WRITTEN REQUEST: Starting at the line containing "target: **new era logo on cap**" and ending at the line containing "632 65 L 667", rewrite those lines as a numbered list and leave out any blank lines.
※
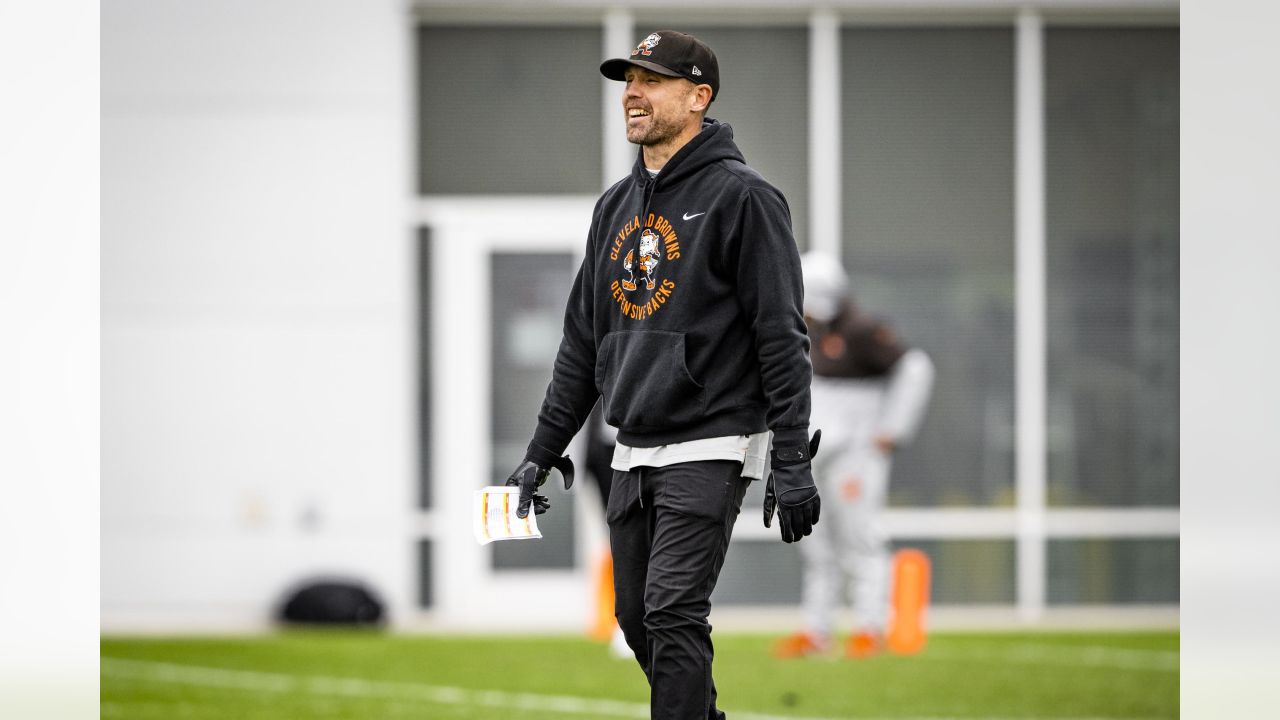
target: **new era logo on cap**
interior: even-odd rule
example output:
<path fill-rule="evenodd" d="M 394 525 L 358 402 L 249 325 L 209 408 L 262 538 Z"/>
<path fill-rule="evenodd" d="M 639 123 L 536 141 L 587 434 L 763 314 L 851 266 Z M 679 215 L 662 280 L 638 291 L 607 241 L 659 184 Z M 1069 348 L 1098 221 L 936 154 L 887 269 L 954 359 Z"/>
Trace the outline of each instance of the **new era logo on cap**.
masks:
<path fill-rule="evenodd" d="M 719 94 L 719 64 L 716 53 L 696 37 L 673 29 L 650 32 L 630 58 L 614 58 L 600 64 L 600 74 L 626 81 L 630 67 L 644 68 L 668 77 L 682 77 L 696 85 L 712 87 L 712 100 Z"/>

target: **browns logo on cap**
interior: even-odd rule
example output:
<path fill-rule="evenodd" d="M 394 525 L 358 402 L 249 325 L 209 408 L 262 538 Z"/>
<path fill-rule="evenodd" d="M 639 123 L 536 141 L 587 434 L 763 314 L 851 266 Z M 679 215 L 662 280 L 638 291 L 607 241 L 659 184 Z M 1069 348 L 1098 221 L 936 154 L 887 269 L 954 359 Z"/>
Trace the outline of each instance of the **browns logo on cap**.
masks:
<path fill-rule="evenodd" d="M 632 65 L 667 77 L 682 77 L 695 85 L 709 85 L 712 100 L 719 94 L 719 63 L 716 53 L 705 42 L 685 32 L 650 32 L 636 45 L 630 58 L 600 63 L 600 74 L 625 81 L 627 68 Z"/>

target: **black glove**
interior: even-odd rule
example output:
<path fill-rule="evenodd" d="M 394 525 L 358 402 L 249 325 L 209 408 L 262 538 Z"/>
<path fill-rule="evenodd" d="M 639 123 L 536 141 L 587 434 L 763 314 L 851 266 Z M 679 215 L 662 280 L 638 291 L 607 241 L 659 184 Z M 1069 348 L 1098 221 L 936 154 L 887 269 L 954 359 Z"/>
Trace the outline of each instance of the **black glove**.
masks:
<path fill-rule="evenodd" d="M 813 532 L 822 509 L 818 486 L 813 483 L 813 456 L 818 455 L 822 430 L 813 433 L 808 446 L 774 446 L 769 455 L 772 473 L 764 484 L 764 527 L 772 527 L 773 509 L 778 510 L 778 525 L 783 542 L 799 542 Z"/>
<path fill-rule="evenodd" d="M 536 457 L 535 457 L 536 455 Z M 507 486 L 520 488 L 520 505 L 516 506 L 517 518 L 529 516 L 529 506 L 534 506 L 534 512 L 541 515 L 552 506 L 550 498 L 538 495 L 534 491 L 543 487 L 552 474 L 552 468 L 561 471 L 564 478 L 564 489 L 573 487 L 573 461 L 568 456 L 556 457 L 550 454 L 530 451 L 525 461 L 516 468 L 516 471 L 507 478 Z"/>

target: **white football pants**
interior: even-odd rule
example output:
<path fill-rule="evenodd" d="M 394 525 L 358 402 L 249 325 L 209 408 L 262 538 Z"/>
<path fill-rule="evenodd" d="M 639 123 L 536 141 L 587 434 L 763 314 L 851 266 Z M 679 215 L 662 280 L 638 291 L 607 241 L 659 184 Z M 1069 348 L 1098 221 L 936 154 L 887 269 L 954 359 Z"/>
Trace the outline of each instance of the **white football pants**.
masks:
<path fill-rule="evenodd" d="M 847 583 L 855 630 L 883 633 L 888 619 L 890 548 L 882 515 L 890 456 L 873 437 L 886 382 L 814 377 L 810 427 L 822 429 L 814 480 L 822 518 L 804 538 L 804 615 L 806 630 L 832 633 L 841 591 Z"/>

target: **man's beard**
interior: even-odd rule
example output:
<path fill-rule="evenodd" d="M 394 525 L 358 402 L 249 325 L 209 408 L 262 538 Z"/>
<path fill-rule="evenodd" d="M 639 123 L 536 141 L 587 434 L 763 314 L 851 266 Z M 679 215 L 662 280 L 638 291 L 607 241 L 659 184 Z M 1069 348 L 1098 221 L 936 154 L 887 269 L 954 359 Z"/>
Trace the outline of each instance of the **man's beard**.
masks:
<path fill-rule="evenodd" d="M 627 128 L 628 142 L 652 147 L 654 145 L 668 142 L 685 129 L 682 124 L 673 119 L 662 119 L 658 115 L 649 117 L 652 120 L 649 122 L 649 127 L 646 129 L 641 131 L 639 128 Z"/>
※
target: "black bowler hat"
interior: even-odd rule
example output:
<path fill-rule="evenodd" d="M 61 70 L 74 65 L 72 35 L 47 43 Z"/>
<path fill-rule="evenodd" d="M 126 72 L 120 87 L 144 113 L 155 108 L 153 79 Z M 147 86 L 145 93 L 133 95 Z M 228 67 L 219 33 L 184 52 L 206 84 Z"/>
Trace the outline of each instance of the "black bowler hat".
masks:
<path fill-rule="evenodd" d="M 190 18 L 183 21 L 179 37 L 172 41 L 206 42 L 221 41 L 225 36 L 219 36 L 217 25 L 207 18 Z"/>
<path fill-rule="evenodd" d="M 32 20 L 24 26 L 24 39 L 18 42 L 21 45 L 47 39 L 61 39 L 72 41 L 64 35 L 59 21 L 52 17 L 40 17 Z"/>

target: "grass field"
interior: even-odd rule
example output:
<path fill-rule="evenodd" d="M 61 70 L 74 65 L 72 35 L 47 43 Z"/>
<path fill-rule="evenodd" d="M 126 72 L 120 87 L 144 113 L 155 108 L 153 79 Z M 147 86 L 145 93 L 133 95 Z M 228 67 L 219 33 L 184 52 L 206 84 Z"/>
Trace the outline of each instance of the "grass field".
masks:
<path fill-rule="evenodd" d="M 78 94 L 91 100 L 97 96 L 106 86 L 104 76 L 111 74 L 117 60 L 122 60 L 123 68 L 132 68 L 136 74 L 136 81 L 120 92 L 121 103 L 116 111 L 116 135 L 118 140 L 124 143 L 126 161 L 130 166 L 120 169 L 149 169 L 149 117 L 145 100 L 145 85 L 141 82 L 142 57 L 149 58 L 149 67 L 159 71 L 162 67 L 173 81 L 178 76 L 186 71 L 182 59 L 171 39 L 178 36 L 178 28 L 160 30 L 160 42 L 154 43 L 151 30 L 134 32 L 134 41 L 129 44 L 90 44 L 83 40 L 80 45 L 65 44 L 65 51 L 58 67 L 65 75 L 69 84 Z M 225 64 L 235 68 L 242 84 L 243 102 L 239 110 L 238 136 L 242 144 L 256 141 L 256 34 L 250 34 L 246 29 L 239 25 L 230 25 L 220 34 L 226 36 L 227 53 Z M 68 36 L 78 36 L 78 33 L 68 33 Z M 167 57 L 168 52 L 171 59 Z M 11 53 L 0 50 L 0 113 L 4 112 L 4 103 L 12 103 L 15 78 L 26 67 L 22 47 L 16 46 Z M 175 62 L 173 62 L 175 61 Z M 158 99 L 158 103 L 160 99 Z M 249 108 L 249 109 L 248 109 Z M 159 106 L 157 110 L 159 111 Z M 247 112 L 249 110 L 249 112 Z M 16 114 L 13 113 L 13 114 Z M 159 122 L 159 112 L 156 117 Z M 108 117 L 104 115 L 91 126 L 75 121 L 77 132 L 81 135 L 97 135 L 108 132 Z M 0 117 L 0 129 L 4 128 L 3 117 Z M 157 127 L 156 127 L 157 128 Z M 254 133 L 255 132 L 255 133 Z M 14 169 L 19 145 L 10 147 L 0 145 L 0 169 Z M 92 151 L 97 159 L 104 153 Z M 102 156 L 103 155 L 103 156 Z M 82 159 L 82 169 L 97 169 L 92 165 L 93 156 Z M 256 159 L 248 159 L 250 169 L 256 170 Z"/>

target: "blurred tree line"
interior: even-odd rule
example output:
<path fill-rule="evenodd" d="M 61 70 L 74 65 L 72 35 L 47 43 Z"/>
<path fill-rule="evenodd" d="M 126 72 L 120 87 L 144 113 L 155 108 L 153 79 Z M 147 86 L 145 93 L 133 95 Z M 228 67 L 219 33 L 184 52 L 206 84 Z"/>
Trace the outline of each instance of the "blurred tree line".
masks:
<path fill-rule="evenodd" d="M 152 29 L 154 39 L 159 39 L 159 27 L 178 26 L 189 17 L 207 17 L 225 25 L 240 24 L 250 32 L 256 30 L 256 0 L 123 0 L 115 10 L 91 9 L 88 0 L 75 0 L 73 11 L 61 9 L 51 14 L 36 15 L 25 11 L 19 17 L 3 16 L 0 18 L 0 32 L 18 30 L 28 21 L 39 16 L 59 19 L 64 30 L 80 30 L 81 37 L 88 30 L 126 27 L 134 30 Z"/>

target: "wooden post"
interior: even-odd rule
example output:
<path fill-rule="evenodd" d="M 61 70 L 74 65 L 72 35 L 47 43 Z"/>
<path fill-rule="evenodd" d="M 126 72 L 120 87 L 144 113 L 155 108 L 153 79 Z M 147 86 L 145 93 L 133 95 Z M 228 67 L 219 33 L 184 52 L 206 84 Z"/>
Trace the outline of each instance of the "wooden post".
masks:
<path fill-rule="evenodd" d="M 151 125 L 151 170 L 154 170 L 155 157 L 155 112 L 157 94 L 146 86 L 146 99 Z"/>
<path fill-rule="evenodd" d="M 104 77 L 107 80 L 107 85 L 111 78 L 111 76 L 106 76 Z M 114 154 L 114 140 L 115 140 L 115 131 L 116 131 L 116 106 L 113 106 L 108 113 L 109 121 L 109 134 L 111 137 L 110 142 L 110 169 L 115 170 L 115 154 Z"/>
※
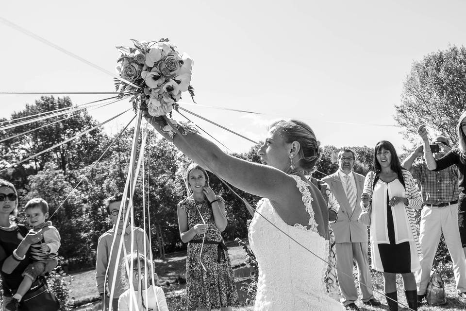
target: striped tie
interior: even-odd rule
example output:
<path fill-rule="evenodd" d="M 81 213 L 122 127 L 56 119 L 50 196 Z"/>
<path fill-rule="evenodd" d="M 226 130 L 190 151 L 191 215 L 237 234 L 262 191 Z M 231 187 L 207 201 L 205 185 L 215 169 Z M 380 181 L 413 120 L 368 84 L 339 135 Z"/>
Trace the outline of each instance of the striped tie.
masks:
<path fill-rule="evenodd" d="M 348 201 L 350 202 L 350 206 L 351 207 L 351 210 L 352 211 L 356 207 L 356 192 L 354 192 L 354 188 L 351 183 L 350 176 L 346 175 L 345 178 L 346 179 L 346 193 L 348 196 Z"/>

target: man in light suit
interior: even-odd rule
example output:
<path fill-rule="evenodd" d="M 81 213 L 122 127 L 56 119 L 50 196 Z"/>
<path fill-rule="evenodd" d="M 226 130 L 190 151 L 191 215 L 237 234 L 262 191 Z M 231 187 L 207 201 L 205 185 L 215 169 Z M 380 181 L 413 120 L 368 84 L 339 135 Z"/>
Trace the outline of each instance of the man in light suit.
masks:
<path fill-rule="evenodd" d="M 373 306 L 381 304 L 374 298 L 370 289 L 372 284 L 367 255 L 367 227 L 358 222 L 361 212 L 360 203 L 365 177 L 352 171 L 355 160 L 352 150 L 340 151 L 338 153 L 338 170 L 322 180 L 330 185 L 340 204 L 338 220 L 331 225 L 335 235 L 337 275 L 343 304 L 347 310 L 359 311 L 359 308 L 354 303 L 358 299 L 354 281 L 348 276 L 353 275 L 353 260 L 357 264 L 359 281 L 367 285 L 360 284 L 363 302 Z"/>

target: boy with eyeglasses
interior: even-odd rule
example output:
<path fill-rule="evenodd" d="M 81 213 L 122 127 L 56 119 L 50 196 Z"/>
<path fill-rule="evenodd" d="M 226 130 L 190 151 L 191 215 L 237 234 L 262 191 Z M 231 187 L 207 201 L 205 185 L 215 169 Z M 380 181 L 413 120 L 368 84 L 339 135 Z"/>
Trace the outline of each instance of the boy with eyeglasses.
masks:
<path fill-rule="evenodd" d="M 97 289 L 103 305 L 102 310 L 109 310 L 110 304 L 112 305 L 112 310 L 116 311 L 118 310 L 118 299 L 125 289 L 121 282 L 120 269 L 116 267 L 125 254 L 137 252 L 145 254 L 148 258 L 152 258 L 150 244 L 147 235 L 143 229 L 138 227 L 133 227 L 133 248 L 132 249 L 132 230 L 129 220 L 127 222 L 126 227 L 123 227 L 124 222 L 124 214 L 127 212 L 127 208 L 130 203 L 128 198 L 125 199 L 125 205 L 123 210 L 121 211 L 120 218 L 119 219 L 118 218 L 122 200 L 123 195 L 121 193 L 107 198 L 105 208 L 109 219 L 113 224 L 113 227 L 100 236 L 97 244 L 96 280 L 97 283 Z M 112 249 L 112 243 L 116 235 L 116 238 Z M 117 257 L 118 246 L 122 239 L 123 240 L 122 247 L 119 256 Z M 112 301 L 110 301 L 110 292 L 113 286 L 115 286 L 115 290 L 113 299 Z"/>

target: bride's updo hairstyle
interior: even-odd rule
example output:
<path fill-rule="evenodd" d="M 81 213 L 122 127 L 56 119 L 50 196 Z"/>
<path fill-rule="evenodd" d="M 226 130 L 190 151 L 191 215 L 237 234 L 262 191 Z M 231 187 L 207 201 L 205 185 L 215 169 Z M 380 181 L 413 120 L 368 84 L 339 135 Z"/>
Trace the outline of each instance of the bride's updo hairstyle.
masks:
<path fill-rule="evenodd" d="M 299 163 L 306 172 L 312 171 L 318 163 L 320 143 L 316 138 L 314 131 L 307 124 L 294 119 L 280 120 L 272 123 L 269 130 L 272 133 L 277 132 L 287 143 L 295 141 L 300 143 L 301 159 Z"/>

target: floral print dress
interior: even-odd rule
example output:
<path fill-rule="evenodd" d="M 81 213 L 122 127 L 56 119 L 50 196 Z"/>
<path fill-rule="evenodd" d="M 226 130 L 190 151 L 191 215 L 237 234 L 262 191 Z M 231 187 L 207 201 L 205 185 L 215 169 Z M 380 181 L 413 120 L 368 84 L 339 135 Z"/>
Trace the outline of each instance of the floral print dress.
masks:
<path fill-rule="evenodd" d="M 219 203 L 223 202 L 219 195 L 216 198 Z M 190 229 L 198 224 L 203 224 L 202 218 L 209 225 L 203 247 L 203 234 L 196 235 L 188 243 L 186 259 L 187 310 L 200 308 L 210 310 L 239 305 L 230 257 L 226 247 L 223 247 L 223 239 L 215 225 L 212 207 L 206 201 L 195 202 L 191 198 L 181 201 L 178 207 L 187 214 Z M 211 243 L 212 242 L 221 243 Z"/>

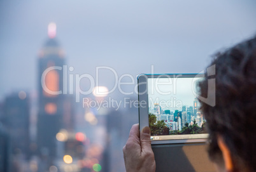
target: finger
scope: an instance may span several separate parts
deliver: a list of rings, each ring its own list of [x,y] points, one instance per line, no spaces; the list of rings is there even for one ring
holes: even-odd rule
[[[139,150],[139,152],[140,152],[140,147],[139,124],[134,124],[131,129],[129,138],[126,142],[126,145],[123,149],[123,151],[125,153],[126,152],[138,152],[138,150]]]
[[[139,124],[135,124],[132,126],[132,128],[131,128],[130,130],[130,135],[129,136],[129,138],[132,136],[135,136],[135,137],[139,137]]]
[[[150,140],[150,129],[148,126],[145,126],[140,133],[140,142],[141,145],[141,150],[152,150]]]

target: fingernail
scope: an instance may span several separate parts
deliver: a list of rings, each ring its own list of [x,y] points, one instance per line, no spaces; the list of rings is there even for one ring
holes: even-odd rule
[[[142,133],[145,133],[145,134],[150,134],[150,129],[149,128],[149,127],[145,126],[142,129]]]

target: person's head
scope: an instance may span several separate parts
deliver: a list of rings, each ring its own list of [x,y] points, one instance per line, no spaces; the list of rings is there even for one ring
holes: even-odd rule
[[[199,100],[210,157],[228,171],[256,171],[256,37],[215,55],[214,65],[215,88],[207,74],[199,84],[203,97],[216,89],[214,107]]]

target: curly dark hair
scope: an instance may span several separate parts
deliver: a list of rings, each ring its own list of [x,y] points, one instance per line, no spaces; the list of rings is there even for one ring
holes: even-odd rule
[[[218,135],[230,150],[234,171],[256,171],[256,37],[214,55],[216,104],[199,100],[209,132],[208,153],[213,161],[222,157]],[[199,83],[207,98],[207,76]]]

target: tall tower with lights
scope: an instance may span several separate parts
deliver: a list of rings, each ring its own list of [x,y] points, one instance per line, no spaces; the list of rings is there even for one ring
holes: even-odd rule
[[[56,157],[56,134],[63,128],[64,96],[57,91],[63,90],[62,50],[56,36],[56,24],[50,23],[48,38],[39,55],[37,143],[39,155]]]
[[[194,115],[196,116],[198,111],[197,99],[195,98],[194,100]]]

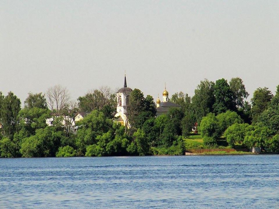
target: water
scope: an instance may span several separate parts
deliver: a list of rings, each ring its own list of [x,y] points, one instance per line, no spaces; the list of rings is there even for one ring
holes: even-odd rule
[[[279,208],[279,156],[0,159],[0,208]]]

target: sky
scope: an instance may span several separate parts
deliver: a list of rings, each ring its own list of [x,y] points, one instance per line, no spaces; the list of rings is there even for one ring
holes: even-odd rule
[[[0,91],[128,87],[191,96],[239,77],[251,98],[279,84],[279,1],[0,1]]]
※
FINISHED TASK:
1. target: **new era logo on cap**
2. interior: even-odd rule
3. example output:
4. <path fill-rule="evenodd" d="M 394 525 L 358 402 L 249 325 L 209 408 L 262 538 Z"/>
5. <path fill-rule="evenodd" d="M 639 123 L 536 141 L 587 434 L 763 314 L 851 266 Z M 679 215 L 662 280 L 638 291 L 607 241 L 659 184 Z M 1069 348 L 1098 221 L 936 154 L 887 269 L 954 359 Z"/>
6. Trace the outline of each instance of the **new era logo on cap**.
7. masks:
8. <path fill-rule="evenodd" d="M 719 94 L 719 64 L 716 53 L 696 37 L 673 29 L 650 32 L 630 58 L 614 58 L 600 64 L 600 74 L 626 81 L 630 67 L 644 68 L 668 77 L 682 77 L 696 85 L 712 87 L 712 100 Z"/>
9. target: **browns logo on cap**
10. interior: even-odd rule
11. example output:
12. <path fill-rule="evenodd" d="M 394 525 L 358 402 L 249 325 L 209 408 L 262 538 Z"/>
13. <path fill-rule="evenodd" d="M 639 123 L 536 141 L 587 434 L 763 314 L 851 266 Z M 679 215 L 662 280 L 638 291 L 607 241 L 659 184 Z M 1069 348 L 1098 221 L 936 154 L 887 269 L 954 359 Z"/>
14. Trace the outline of each instance of the **browns logo on cap**.
15. masks:
16. <path fill-rule="evenodd" d="M 632 65 L 667 77 L 682 77 L 695 85 L 709 85 L 712 100 L 719 94 L 719 63 L 716 53 L 705 42 L 685 32 L 650 32 L 636 45 L 630 58 L 600 63 L 600 74 L 625 81 L 627 68 Z"/>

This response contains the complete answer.